List of tasks ::
(a) Please list every relative of Alpin Hong that the Alpin Hong article mentions.
(b) According to the Alpin Hong article, how old was Hong when his parents were killed?
(c) Pick up the Alpin Hong article after its last sentence and keep writing in the same style.

Document passage ::
________________________

You’re a classical pianist. You’re performing before an audience when a bat, perhaps startled by your virtuosity, flies out of the piano. What do you do? If you’re Battle Creek native Alpin Hong, you switch to film music – Batman.

Hong will be on the stage of the Vicksburg Performing Arts Center April 17, as part of the Irving S. Gilmore Keyboard Festival. The 7 p.m. concert is free. No bats are expected to attend.

Hong loves to entertain youngsters with his music by transforming his audience’s expectations into full enjoyment of his music. “Kids have an idea of what it’s going to be like, coming to a classical music concert.

“In five minutes of my performance, I know I’ve got their full attention. I just love that. You can transform people forever this way, and that’s what I hope to do with my concert.”

The family concert tour as part of the Gilmore Festival will be a homecoming for Hong. He started his musical life in Battle Creek with piano and violin lessons at the age of four. His dad and mom were Korean; his father came here to practice medicine and psychiatry while mom was a homemaker. Hong said his mother was the more musical person in the family.

Hong was 12 and his brother 10 when his parents were killed in an automobile accident in Allegan County. That left just one relative in the United States, an aunt who lived in Los Angeles. The boys went to live with her.

Hong, 41 now, came back to solo with the Kalamazoo and Battle Creek Symphony orchestras in his earlier years. He was chosen to headline the Gilmore’s family concerts during the biennial festival series that brings some of the greatest stars to Kalamazoo.

“It is absolutely essential for youth to know the classical experience,” Hong said. “I don’t want my concert to be the last one kids will ever want to attend. Classical music is much like green leafy vegetables. You know they are good for you but it’s not always tasty.”

________________________

Data to examine ::
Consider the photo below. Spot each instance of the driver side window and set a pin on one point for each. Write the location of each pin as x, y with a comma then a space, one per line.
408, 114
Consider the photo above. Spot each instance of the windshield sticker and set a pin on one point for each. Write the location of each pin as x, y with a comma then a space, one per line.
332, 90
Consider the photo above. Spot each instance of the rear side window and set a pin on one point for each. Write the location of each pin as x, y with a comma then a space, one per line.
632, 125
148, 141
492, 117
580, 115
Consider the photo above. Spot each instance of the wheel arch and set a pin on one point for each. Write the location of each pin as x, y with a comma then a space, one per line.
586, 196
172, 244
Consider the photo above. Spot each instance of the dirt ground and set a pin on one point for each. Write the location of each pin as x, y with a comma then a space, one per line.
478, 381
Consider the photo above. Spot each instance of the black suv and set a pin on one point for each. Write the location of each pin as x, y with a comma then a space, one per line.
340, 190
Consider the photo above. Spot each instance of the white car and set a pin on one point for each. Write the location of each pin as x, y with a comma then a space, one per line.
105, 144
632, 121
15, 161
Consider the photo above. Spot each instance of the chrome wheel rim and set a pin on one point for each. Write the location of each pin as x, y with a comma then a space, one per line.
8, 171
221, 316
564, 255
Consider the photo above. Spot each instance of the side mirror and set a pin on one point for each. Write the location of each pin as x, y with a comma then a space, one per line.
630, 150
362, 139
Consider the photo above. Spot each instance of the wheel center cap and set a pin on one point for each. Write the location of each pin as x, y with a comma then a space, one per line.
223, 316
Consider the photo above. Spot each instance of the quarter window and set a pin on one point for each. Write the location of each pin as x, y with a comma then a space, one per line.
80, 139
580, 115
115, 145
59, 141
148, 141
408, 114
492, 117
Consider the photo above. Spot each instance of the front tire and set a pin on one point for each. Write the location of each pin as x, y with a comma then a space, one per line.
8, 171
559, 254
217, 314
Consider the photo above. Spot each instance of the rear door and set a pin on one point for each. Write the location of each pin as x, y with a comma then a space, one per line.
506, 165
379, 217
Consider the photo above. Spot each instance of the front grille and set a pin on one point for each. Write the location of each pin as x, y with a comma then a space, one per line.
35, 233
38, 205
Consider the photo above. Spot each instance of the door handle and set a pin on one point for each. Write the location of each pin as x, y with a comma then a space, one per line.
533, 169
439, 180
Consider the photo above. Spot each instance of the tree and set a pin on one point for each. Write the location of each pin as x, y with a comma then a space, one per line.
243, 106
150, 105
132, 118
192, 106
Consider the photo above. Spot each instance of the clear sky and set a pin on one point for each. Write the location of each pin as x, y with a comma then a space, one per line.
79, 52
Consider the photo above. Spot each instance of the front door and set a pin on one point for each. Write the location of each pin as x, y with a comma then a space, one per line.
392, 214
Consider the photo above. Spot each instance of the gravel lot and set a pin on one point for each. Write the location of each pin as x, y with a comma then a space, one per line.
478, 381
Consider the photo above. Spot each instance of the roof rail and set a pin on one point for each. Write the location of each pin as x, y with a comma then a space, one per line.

________________________

Task-by-task results ::
(a)
- His father
- His mother
- His brother
- His aunt in Los Angeles

(b) He was 12.

(c)
That brought up the bat story: “For example, some years ago I was playing a concert in Columbus, Ohio and a bat flew out of the piano. I started playing music from Batman and the audience loved it. Kids are the best testing ground for music. They are honest. Adults will clap nicely but kids will let you know if they are bored. Although I’m rooted in extensive classical piano training, I have a background in extreme sports, martial arts, and video games.”

“My concert presents a retro-fitted mash-up disguised as a piano recital – prepare to be amazed!” Hong said he will be playing Muczynski’s Desperate Measures, a modern work based on a theme of Paganini, and Gershwin’s Rhapsody in Blue as the grand finale of his tour in southwest Michigan.

One place Hong plans to visit upon his return to Kalamazoo: Boonzaaijer Bakery. “I go there every time I’m in the city.” Hong’s brother lives in Ann Arbor where he teaches and practices psychiatry. “I tortured my brother growing up. I guess it takes one to know one as we are polar opposites in personality. He is quiet and reflective. I met my wife, Tiali Dattara, through him when they were both in medical school at UCLA.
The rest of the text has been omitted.